Tasks for this exercise:
#1 Write out the part of the text on evaluation and fine-tuning settings that runs from "##### A.5.2 Fine" to "first epochs and decayed with a cosine schedule thereafter.".
#2 According to the text on evaluation and fine-tuning settings, what layer-wise decay is applied when fine-tuning the pre-trained ViT model on ImageNet-1K?
#3 Resume the text on evaluation and fine-tuning settings after its final sentence.

Text to read:
-*-*-
For linear evaluation, we use a similar procedure as He et al. (2021). Specifically, we use a large batch-size of 16,384 images and train a linear classifier for 100 epochs using a learning rate of 6.4, and decay it following a cosine schedule. We only apply basic data augmentations; namely, random resized crops to a resolution of  $224 \times 224$  pixels, and random horizontal flips. We also  $L_2$ -normalize the representations before feeding them into the linear classifier, and optimize the classifier weights using SGD with Nesterov momentum. We do not apply any weight-decay and do not use any warmup.#### A.4 Fine-Tuning Evaluation

We follow the common practice for fine-tuning SSL pre-trained ViT models. Specifically, we follow the setup of (Touvron et al., 2021; Bao et al., 2021; He et al., 2021). We fine-tune a pre-trained ViT model for 100 epochs on the full supervised ImageNet-1K training data set using the AdamW (Loshchilov & Hutter, 2017) optimizer. We use a batch size of 1024 with a learning rate of 0.002. The learning rate is linearly warmed-up during the first 5 epochs and decayed with a cosine schedule thereafter. A layer-wise decay of 0.65 is also applied, along with the data augmentations defined by RandAugment(9, 0.5) (Cubuk et al., 2019). We additionally use label smoothing set to 0.1, mixup (Zhang et al., 2017a) set to 0.8, cutmix (Yun et al., 2019) set to 1.0, and drop path set to 0.2.

#### A.5 Transfer Learning

##### A.5.1 Linear Evaluation

When performing linear evaluation for transfer learning, we freeze the weights of the ImageNet-1K pre-trained model and optimize a linear classifier on top. We resize each downstream image to  $256 \times 256$  pixels, and take a single center crop of size  $224 \times 224$  pixels. Next, we extract a representation of each image using the pre-trained model, and subsequently train a classifier on top using  $L_2$ -regularized logistic regression.

##### A.5.2 Fine Tuning

When performing end-to-end fine-tuning for transfer learning, we follow the protocol of DeiT and DINO (Touvron et al., 2021; Caron et al., 2021). Models transferred to CIFAR10 and CIFAR100 are fine-tuned for 1000 epochs using a batch size of 768 and a learning rate of 0.000075. Models transferred to iNat18 and iNat19 models are fine-tuned for 300 epochs using a batch size of 1024 and a learning of 0.0001. All transfer fine-tuning experiments use the data augmentations defined by RandAugment(9, 0.5) (Cubuk et al., 2019). We also use label smoothing set to 0.1, mixup (Zhang et al., 2017a) set to 0.8, cutmix (Yun et al., 2019) set to 1.0, and drop path set to 0.1. The learning rate is linearly warmed-up during the 5 first epochs and decayed with a cosine schedule thereafter.

## B Theoretical Guarantees

In this section we describe how MSN pre-training provably avoids representation collapse.
-*-*-
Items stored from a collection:
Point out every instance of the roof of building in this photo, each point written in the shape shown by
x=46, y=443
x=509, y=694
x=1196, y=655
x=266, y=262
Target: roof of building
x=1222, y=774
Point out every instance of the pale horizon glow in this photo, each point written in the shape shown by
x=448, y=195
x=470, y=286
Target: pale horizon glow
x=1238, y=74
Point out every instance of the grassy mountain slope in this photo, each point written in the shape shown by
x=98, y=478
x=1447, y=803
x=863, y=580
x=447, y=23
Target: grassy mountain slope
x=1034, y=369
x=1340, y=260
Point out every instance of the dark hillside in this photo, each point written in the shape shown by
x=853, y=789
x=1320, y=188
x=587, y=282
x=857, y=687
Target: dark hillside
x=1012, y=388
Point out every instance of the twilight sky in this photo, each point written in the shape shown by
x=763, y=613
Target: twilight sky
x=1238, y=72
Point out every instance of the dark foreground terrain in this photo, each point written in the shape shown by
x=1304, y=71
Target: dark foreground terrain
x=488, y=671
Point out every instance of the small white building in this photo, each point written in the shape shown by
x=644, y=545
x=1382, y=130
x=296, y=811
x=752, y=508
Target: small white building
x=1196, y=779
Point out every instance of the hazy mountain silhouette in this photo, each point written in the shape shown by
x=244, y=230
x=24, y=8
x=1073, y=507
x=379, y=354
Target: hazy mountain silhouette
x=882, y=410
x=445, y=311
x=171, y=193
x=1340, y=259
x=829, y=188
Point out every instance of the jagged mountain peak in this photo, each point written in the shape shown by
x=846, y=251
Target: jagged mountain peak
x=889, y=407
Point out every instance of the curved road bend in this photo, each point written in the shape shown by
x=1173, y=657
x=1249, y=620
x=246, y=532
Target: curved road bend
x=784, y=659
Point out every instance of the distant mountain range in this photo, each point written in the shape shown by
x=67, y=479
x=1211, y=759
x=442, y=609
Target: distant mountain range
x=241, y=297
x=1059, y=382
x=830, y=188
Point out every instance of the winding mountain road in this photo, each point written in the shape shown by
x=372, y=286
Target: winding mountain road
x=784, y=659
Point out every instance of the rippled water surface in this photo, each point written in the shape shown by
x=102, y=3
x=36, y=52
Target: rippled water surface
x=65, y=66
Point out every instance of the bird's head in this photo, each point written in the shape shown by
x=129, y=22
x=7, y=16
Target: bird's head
-*-*-
Written responses:
#1
##### A.5.2 Fine Tuning

When performing end-to-end fine-tuning for transfer learning, we follow the protocol of DeiT and DINO (Touvron et al., 2021; Caron et al., 2021). Models transferred to CIFAR10 and CIFAR100 are fine-tuned for 1000 epochs using a batch size of 768 and a learning rate of 0.000075. Models transferred to iNat18 and iNat19 models are fine-tuned for 300 epochs using a batch size of 1024 and a learning of 0.0001. All transfer fine-tuning experiments use the data augmentations defined by RandAugment(9, 0.5) (Cubuk et al., 2019). We also use label smoothing set to 0.1, mixup (Zhang et al., 2017a) set to 0.8, cutmix (Yun et al., 2019) set to 1.0, and drop path set to 0.1. The learning rate is linearly warmed-up during the 5 first epochs and decayed with a cosine schedule thereafter.

#2 0.65

#3
Recall that in each iteration of pre-training, we sample a mini-batch of  $B \geq 1$  images, and generate  $M \geq 1$  anchor views of each image. Here we show that MSN is guaranteed to avoid the trivial collapse of representations under the following assumption.

**Assumption 1** (Target Sharpening). *The target  $p^+$  is sharpened, such that it is not equal to the uniform distribution.*

**Proposition 1** (Non-Collapsing Representations). *Suppose Assumption 1 holds. If  $f_\theta(\cdot)$  is such that the representations collapse, i.e.,  $z_{i,m} = z_{j,k}$  for all  $i, j \in [B]$  and  $m, k \in [M]$ , then  $\|\nabla_\theta H(p_i^+, p_{i,m})\| + \|\nabla_\theta H(\bar{p})\| > 0$  for all  $i, m$ .*

*Proof.* For  $L_2$ -normalized representations and prototypes, the prediction  $p_{i,m} \in \Delta_K$  corresponding to the  $m^{\text{th}}$  view of the  $i^{\text{th}}$  image in the mini-batch is given by

$$p_{i,m} := \text{softmax} \left( \frac{z_{i,m} \cdot \mathbf{q}}{\tau} \right),$$

where  $\mathbf{q} \in \mathbb{R}^{K \times d}$  is the prototype matrix with  $K > 1$  learnable prototypes, each of dimension  $d$ , and  $\tau > 0$  is a scalar temperature. Since  $z_{i,m} = z_{j,k}$  for all  $i, j \in [B]$  and  $m, k \in [M]$ , it holds that  $z_{i,m} \cdot \mathbf{q} = z_{j,k} \cdot \mathbf{q}$ , and therefore  $p_{i,m} = p_{j,k}$ . Now consider two separate cases.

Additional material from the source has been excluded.